=== SELECTED EXTRACT ===

Improving String.equals() implementation

  • Thread starter softwarepearls_com
  • Start date
J

John W Kennedy

Lew said:
J. Stoever said:
You must be using some buggy broken OS then. When normal people set up
Eclipse on a working, professional OS, it works just find without me
having to tell it where anything is.

Cute. Irrelevant and misleading, but rhetorically quite cute.

The OSes we use are Windows XP and Sun Solaris. They are probably the
same versions that you call "working [and] professional". The OS has
nothing whatsoever to do with it, and it's strange to focus on that.

It has to do with the fact that the projects require certain versions of
Java, perhaps obsolete ones or ones that are newer than the what comes
with Eclipse, or ones with a specific extensions configuration. Since
those versions do not come with Eclipse, and Eclipse, despite your
apparent impression of its godlike superpowers, is not telepathic and
cannot infer without input where those JDKs are.

It can do all that -- choose one of multiple JDKs, and set the internal
compiler to one of multiple Java versions. And, of course, the choice is
set-and-forget per project.

And, at least on Windows and MacOS, the only time I ever had to fuss
with telling Eclipse where a JDK is was when the JDK was installed after
Eclipse was.
--
John W. Kennedy
"Those in the seat of power oft forget their failings and seek only
the obeisance of others! Thus is bad government born! Hold in your
heart that you and the people are one, human beings all, and good
government shall arise of its own accord! Such is the path of virtue!"
-- Kazuo Koike. "Lone Wolf and Cub: Thirteen Strings" (tr. Dana Lewis)
 
Z

zerg

Tom said:
Ah, ok. That's what I get for posting before checking the docs....

But:

public boolean equals(Object obj) {
try {
if (this == obj) return true ; // controversial!
String that = (String)obj ;
if (this.length != that.length) return false ;
for (int i = 0 ; i < this.length ; ++i)
if (this.chars != that.chars) return false ;
return true ;
} catch (ClassCastException e) {
return false ;
} catch (NullPointerException e) {
return false ;
}
}

In the case of comparing to an actual String, this should be quite fast
- i don't think there's any per-execution overhead to setting up a try
block. When comparing to null or a non-String, though, there will be a
throw-catch, which is disproportionately expensive.


Pardon me, but ...

Yuck.

This isn't any kind of savings at all, since the compiler still inserts
the equivalent bytecode to the instanceof test into the method before
the cast. In fact, there are separate tests for null and for not
instanceof String, as if you wrote:

if (this == null) throw new NullPointerException();
if (!this instanceof String) throw new ClassCastException();
String that = (String) obj;

which may actually be worse than

if (this == null) return false;
if (!this instanceof String) return false;
String that = (String) obj;

since in the latter case, the compiler may be able to optimize away the
first statement, with static analysis telling it that the second
statement would return false anyway in that case and that the first
statement has no side effects. I very much doubt it will figure out that
the semantics are the same removing the null test in the
exception-throwing case, even though the catch blocks are in the same
method, unless the optimizer's coders were downright heroic in their
skills and efforts.

=== RECORDED DATA ===

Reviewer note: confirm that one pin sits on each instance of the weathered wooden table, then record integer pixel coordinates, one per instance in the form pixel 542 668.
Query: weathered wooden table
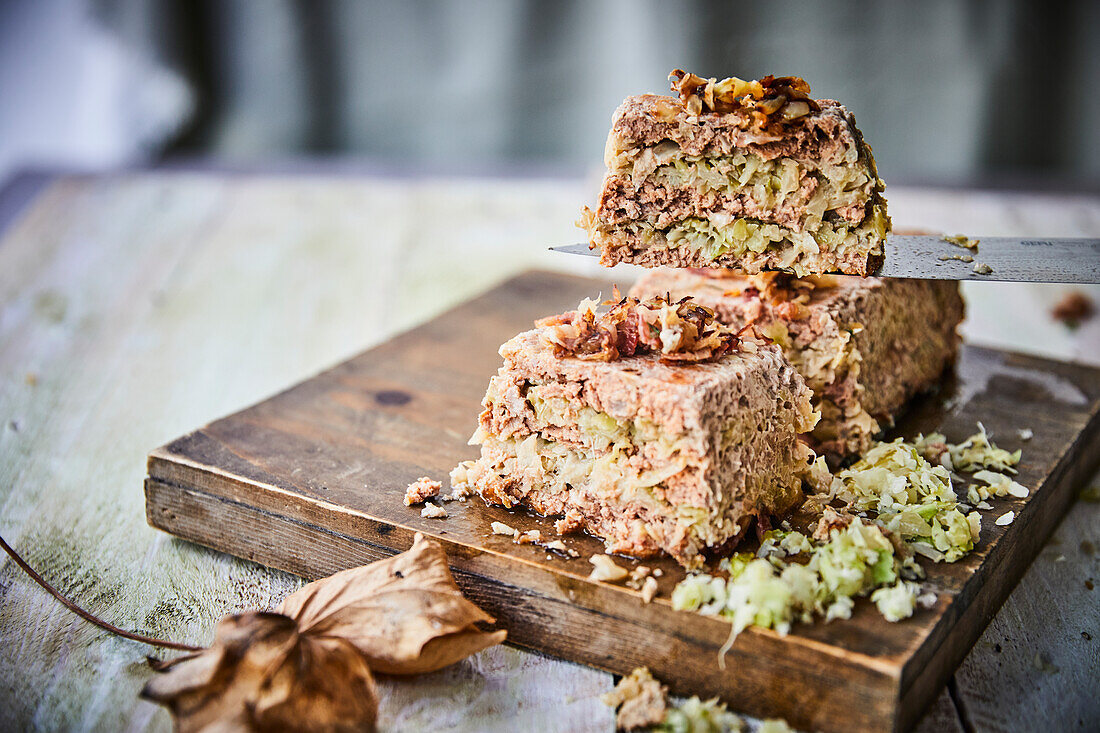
pixel 136 306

===

WHAT IS ASKED. Copy the String.equals() thread between "-- Kazuo Koike." and "true ; // controversial!", inclusive, switching "controversial" to "debatable". You won't need the lines for this.

RESULT OF THE TASK.
-- Kazuo Koike. "Lone Wolf and Cub: Thirteen Strings" (tr. Dana Lewis)
 
Z

zerg

Tom said:
Ah, ok. That's what I get for posting before checking the docs....

But:

public boolean equals(Object obj) {
try {
if (this == obj) return true ; // debatable!